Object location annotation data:
# # #

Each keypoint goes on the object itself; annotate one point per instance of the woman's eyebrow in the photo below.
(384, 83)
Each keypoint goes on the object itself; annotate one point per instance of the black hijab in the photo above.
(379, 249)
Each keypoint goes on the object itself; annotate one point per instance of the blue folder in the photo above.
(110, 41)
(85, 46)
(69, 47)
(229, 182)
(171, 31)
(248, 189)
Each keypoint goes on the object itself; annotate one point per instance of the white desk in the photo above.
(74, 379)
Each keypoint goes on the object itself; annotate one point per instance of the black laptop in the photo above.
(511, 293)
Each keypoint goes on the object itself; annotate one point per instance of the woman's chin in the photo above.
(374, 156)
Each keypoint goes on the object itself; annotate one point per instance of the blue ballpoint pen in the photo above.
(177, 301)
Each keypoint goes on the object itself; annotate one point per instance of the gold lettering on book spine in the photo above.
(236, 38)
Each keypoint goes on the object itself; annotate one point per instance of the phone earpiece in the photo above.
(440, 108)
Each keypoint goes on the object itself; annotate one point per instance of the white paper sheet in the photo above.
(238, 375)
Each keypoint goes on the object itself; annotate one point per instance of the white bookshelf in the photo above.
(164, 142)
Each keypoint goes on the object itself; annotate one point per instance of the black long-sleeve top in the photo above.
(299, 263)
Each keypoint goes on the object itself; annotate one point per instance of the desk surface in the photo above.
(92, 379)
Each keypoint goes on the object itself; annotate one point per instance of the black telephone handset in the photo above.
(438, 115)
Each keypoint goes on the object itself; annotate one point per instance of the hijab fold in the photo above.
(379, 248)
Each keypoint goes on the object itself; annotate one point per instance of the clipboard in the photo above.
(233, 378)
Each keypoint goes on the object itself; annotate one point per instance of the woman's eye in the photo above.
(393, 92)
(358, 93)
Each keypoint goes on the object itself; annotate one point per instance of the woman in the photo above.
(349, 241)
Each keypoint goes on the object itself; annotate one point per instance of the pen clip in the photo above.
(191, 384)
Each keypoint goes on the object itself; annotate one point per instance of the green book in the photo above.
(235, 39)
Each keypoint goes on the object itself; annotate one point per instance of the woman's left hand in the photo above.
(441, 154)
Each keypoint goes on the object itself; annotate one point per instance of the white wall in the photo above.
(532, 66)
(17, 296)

# # #

» Problem to work on:
Please repeat all the records above exactly as they appear.

» Answer:
Each keypoint goes on the object itself; annotate one point per instance of the woman's eyebrow in the photo below.
(384, 83)
Each keypoint goes on the object itself; annotate one point per instance of the black hijab in the photo above.
(379, 249)
Each keypoint goes on the object itself; annotate one point per instance of the blue folder in the photo above.
(110, 41)
(85, 46)
(69, 47)
(229, 182)
(171, 31)
(248, 189)
Each keypoint goes on the object itself; annotate one point per instance of the white desk in the photo above.
(74, 379)
Each keypoint goes on the object itself; annotate one point per instance of the black laptop in the photo above.
(511, 293)
Each keypoint goes on the object itself; annotate one point per instance of the woman's chin in the photo above.
(374, 156)
Each keypoint goes on the object itself; annotate one point per instance of the blue ballpoint pen in the photo above.
(177, 301)
Each keypoint goes on the object itself; annotate one point per instance of the gold lettering on book spine in the photo above.
(236, 38)
Each keypoint goes on the object itself; annotate one point per instance of the phone earpiece in the photo above.
(440, 108)
Each keypoint goes on the object itself; annotate one point per instance of the white paper sheet in the photo above.
(238, 375)
Each keypoint goes on the object itself; annotate one point per instance of the white bookshelf in the photo above.
(164, 142)
Each keypoint goes on the object itself; annotate one point per instance of the black long-sleeve top in the photo above.
(299, 263)
Each keypoint goes on the object itself; annotate one point per instance of the desk surface in the photo above.
(92, 379)
Each keypoint goes on the object itself; annotate one point per instance of the black telephone handset in the photo above.
(438, 115)
Each keypoint goes on the object itself; annotate one point per instance of the hijab fold in the photo above.
(379, 248)
Each keypoint goes on the object itself; annotate one point per instance of the clipboard in the photo above.
(233, 378)
Each keypoint goes on the object itself; annotate one point per instance of the woman's eye in the photo above.
(393, 92)
(358, 93)
Each keypoint goes on the object itself; annotate one point per instance of the woman in the photo above.
(349, 241)
Each keypoint goes on the object itself; annotate one point per instance of the pen clip in the photo above.
(191, 384)
Each keypoint goes on the object itself; annotate one point per instance of the green book in the photo above.
(235, 39)
Each keypoint goes on the object itself; annotate one point per instance of the woman's left hand in the photo above.
(441, 154)
Each keypoint goes on the object itself; annotate one point per instance of the white wall in the photo above.
(532, 66)
(17, 296)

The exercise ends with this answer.